**WHAT THE TASK REQUIRES**
Take each line from the entries that holds "column" and copy it out.
╭─ PROVIDED RECORDS
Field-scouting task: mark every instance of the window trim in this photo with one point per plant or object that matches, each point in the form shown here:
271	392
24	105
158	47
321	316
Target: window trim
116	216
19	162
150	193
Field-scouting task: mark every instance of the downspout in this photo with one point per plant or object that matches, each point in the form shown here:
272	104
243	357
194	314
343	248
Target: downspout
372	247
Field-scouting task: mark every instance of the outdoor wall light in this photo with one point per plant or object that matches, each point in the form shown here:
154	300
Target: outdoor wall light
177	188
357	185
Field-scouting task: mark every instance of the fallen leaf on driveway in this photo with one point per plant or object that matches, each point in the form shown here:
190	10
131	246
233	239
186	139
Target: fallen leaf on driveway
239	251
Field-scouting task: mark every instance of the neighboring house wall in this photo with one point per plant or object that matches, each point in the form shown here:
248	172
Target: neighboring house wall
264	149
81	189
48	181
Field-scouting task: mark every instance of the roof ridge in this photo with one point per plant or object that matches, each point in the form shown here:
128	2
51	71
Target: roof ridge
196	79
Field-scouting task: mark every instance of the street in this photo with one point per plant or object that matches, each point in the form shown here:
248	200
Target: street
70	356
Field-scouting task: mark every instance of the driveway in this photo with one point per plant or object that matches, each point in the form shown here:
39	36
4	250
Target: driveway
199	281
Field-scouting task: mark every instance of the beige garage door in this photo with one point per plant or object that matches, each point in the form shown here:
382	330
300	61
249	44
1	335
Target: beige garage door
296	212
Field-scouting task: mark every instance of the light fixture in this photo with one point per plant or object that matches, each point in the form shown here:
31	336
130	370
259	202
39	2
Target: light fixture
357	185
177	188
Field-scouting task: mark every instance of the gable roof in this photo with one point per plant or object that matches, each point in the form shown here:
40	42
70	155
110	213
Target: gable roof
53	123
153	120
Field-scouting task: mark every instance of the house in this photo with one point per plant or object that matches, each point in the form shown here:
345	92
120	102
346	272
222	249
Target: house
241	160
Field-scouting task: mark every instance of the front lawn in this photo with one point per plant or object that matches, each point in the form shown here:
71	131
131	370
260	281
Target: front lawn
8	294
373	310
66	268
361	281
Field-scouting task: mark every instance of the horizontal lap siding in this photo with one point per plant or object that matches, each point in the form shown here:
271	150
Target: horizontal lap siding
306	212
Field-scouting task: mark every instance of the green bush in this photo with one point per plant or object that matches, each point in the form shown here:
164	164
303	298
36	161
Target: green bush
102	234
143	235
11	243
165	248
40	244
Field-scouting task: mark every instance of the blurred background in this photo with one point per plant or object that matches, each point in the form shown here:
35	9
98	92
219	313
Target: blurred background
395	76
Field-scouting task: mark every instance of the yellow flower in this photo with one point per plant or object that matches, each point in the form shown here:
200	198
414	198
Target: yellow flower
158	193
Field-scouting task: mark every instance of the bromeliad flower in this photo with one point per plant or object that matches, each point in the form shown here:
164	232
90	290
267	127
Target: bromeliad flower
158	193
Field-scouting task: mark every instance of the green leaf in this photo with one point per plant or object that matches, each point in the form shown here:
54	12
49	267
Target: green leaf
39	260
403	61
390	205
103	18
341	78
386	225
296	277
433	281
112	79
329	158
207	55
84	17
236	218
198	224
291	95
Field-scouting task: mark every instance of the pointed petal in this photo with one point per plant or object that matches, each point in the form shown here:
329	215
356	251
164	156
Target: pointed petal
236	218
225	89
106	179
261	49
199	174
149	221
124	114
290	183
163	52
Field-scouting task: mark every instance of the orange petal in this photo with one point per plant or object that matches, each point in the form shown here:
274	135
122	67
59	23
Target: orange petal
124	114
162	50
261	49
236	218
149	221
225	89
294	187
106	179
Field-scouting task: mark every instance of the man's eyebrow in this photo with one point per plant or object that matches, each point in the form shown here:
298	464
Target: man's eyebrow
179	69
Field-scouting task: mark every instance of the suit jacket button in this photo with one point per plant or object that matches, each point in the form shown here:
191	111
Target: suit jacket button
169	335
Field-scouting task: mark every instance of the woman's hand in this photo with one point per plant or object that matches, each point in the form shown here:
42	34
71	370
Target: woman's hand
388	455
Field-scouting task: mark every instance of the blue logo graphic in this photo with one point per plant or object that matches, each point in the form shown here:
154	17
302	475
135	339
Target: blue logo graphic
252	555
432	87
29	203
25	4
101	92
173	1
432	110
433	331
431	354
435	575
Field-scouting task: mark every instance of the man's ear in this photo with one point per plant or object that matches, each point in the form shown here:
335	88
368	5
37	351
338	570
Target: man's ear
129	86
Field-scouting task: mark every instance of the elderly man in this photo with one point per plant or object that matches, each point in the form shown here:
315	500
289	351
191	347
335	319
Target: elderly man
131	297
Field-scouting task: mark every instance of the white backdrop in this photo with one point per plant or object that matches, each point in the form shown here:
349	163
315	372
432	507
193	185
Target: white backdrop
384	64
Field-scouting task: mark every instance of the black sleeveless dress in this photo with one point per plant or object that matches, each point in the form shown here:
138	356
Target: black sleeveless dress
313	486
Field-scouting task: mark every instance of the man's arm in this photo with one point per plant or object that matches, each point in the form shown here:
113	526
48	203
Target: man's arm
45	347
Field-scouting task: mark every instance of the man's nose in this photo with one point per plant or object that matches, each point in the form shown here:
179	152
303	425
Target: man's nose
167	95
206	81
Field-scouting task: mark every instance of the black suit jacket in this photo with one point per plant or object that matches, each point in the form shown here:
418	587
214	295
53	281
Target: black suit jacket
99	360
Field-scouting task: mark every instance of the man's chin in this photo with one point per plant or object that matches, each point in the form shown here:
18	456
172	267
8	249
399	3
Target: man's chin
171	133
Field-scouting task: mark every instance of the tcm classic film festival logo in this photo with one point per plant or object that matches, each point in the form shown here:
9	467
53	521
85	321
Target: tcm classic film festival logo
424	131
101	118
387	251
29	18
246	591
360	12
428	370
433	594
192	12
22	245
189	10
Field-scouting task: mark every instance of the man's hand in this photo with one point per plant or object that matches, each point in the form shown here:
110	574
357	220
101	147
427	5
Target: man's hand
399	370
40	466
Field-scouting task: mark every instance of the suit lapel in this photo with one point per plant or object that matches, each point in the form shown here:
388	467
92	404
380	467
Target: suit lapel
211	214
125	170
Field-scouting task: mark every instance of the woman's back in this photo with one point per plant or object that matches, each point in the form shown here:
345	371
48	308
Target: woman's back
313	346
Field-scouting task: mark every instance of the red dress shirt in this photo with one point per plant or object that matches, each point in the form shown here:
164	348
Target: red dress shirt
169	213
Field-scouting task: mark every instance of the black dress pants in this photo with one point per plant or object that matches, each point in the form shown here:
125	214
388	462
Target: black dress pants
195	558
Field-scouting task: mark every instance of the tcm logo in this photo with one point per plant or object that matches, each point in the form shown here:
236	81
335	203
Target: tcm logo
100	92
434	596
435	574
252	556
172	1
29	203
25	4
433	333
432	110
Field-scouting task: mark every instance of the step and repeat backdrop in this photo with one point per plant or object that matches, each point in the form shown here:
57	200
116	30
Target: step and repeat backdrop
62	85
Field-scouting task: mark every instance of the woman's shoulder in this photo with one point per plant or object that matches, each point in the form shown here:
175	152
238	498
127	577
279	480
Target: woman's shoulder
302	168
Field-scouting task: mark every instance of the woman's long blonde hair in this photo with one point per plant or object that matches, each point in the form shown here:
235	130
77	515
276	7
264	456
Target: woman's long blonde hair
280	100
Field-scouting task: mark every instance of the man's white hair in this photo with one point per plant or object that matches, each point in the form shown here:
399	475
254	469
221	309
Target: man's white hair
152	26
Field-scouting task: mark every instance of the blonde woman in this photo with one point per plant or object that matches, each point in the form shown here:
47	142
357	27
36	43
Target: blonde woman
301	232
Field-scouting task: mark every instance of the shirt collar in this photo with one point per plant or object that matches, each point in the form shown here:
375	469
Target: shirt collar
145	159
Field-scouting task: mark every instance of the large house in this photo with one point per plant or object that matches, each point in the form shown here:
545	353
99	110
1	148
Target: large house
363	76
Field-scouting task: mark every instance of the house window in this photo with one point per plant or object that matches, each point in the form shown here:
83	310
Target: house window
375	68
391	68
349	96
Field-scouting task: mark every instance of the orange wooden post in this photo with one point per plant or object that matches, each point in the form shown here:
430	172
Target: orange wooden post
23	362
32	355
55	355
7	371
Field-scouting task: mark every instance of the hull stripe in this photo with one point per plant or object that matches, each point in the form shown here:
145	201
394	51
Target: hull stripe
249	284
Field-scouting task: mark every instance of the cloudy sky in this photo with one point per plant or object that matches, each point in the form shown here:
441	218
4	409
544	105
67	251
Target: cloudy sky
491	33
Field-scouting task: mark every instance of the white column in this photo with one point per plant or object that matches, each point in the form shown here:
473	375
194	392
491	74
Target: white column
╰─
**WRITTEN RESPONSE**
Field-scouting task: mark every instance of the white column in this photo with one point per plant or object that matches, each point in the form shown here:
Target: white column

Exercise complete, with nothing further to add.